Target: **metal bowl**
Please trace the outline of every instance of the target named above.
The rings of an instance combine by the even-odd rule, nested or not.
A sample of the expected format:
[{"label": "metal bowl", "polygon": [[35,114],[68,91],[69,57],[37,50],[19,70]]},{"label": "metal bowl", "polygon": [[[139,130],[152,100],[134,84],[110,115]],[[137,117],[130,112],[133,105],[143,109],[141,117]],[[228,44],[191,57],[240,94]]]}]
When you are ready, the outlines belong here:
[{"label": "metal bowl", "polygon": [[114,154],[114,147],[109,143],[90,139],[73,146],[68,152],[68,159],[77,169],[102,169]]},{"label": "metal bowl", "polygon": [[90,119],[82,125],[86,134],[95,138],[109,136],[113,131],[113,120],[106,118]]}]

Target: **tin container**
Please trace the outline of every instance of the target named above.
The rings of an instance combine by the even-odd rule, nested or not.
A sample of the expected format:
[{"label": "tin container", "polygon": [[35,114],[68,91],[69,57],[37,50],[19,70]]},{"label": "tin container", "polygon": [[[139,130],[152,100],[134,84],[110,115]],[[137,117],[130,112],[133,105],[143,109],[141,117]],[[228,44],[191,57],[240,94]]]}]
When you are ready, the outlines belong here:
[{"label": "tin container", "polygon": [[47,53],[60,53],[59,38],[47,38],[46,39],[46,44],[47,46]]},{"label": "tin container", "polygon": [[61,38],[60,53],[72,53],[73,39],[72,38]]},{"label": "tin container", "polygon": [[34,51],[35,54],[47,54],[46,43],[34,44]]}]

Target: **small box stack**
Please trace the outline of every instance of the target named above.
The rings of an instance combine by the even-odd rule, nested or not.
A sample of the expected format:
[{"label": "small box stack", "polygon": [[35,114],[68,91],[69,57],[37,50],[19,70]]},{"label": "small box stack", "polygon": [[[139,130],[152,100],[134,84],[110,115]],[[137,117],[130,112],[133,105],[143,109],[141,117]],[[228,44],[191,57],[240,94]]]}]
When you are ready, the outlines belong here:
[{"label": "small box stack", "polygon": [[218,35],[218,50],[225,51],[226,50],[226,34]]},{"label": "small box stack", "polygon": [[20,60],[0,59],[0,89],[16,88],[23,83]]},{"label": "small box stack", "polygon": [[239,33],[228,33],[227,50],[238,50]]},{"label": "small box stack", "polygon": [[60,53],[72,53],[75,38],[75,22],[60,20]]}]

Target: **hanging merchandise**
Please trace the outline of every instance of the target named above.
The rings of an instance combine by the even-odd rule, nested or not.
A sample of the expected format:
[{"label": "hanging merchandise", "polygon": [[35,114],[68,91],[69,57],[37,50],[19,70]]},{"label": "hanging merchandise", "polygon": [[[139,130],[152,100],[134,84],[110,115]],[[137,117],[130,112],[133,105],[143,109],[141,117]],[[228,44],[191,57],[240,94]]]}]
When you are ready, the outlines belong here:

______________________________

Prompt —
Reproduce the whole listing above, swapping every occurrence of "even-odd rule" for "nonzero winding rule" and leaving everything else unchanged.

Right answer —
Target: **metal bowl**
Please trace the outline of every instance of the target named above.
The rings of an instance combine by the nonzero winding rule, nested or not.
A sample of the expected format:
[{"label": "metal bowl", "polygon": [[35,114],[68,91],[69,57],[37,50],[19,70]]},{"label": "metal bowl", "polygon": [[[139,130],[152,100],[134,84],[110,115]],[[137,117],[130,112],[133,105],[143,109],[141,117]],[[228,44],[191,57],[240,94]]]}]
When you are ready, the outlines belong here:
[{"label": "metal bowl", "polygon": [[114,154],[114,147],[109,143],[90,139],[73,146],[68,152],[68,159],[77,169],[102,169]]},{"label": "metal bowl", "polygon": [[90,119],[82,125],[86,134],[95,138],[109,136],[113,131],[113,120],[106,118]]}]

Target: **tin container**
Please trace the outline of every instance of the target named above.
The rings of an instance combine by the nonzero winding rule, nested or not.
A sample of the expected format:
[{"label": "tin container", "polygon": [[35,114],[68,91],[69,57],[37,50],[19,70]]},{"label": "tin container", "polygon": [[[139,130],[152,100],[134,84],[110,115]],[[137,117],[130,112],[133,105],[143,109],[141,117]],[[228,44],[191,57],[240,94]]]}]
When you are ready, the outlines belong here:
[{"label": "tin container", "polygon": [[47,53],[60,53],[59,38],[47,38],[46,39],[46,44],[47,46]]},{"label": "tin container", "polygon": [[61,38],[60,53],[72,53],[73,39],[72,38]]},{"label": "tin container", "polygon": [[34,51],[35,54],[47,54],[46,43],[34,44]]}]

Target: **small box stack**
Please trace the outline of every instance of the target named above.
The rings of an instance combine by the nonzero winding rule, nested or not.
A sample of the expected format:
[{"label": "small box stack", "polygon": [[35,114],[68,91],[69,57],[37,50],[19,70]]},{"label": "small box stack", "polygon": [[[139,130],[152,100],[134,84],[110,115]],[[137,117],[130,112],[133,105],[143,109],[141,117]],[[228,44],[191,57],[240,94]]]}]
When you are ready, the outlines belong here:
[{"label": "small box stack", "polygon": [[218,35],[218,50],[225,51],[226,50],[226,34]]},{"label": "small box stack", "polygon": [[20,60],[0,59],[0,89],[16,88],[23,83]]},{"label": "small box stack", "polygon": [[239,33],[228,33],[227,50],[238,50]]},{"label": "small box stack", "polygon": [[60,53],[72,53],[75,38],[75,22],[60,20]]}]

Target: **hanging merchandise**
Please trace the outline of every instance of the target named above.
The rings of an instance combine by the nonzero winding rule, nested or not.
A sample of the expected format:
[{"label": "hanging merchandise", "polygon": [[35,114],[68,91],[69,57],[37,50],[19,70]]},{"label": "hanging merchandise", "polygon": [[[139,130],[152,100],[134,84],[110,115]],[[137,117],[130,112],[133,105],[143,109],[141,117]],[[228,44],[191,57],[240,94]]]}]
When you are ready, the outlines belong here:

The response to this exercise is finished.